Exercise goal
Copy only the part of the rows below that opens with the line containing "# draw the outline of every instance of the wall" and closes with the line containing "302 122 L 298", both of those lines included, reproducing every character unchanged.

Contour labeling entries
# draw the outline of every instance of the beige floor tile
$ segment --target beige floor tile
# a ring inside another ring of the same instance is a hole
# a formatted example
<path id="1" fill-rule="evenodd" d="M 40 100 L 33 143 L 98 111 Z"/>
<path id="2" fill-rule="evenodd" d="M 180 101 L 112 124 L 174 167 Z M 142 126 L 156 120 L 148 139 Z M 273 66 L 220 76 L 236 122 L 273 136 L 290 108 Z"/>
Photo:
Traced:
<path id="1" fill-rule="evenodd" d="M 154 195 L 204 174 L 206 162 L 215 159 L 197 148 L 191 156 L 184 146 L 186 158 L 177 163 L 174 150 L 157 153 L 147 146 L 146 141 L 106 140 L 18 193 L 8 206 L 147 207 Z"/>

---

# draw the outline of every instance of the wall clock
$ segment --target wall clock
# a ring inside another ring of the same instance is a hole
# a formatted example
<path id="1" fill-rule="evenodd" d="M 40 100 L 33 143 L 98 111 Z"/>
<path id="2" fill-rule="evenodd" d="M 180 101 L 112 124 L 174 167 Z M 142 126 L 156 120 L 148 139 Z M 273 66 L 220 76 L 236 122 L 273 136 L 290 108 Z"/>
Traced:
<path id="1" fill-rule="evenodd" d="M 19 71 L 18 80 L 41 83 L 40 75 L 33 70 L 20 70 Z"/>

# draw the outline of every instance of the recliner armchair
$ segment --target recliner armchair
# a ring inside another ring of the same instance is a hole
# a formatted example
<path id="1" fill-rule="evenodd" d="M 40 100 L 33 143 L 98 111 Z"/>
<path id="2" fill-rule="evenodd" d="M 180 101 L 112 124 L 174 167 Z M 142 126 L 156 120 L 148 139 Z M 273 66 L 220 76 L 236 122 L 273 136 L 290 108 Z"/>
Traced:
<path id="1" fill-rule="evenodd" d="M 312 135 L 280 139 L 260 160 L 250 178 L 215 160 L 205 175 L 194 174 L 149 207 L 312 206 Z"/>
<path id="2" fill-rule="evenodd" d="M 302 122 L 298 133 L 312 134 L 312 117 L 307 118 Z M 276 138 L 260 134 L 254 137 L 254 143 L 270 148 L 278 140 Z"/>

Full output
# draw the outline of every instance of the wall clock
$ segment --target wall clock
# a ring inside another ring of the same instance is a hole
# a formatted example
<path id="1" fill-rule="evenodd" d="M 40 100 L 33 143 L 98 111 Z"/>
<path id="2" fill-rule="evenodd" d="M 180 101 L 112 124 L 174 167 Z M 142 126 L 156 120 L 148 139 Z M 273 66 L 220 76 L 236 122 L 273 136 L 290 108 Z"/>
Traced:
<path id="1" fill-rule="evenodd" d="M 19 71 L 18 80 L 41 83 L 40 75 L 33 70 L 20 70 Z"/>

# draw the outline of every instance of the recliner armchair
$ segment --target recliner armchair
# a ring inside another ring of the same instance is a hole
# a formatted example
<path id="1" fill-rule="evenodd" d="M 40 100 L 33 143 L 98 111 Z"/>
<path id="2" fill-rule="evenodd" d="M 180 101 L 112 124 L 174 167 Z M 142 126 L 156 120 L 148 139 Z M 273 66 L 220 76 L 236 122 L 273 136 L 290 108 Z"/>
Traced:
<path id="1" fill-rule="evenodd" d="M 312 135 L 280 139 L 260 160 L 250 178 L 215 160 L 205 175 L 194 174 L 149 207 L 312 206 Z"/>
<path id="2" fill-rule="evenodd" d="M 302 122 L 298 133 L 312 134 L 312 117 L 307 118 Z M 276 138 L 260 134 L 254 137 L 254 143 L 270 148 L 278 140 Z"/>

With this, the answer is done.